Reproduce every line of the records below, requests included, with each point coordinate in the answers multiplied by 1.8. Round each result to the nearest whole number, rounding halves up.

● **Input rows**
───

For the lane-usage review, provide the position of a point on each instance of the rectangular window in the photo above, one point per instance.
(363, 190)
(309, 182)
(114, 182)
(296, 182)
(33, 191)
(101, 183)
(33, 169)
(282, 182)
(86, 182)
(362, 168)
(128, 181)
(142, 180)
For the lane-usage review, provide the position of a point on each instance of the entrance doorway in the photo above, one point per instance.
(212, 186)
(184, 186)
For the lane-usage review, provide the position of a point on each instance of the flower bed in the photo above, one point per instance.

───

● **Worked answer**
For the lane-usage review, provide the position of a point on each instance of the rectangular window in the photo above, one point per instance.
(653, 342)
(556, 328)
(205, 328)
(533, 328)
(59, 344)
(182, 329)
(59, 304)
(508, 328)
(155, 328)
(652, 302)
(230, 326)
(256, 324)
For the lane-usage review, provide the position of a point on each instance of the entrance doorway in the photo above, one point per instance.
(382, 335)
(331, 335)
For the lane-usage review, provide the position of a point on each instance of the flower bed in the photo above, one point per instance.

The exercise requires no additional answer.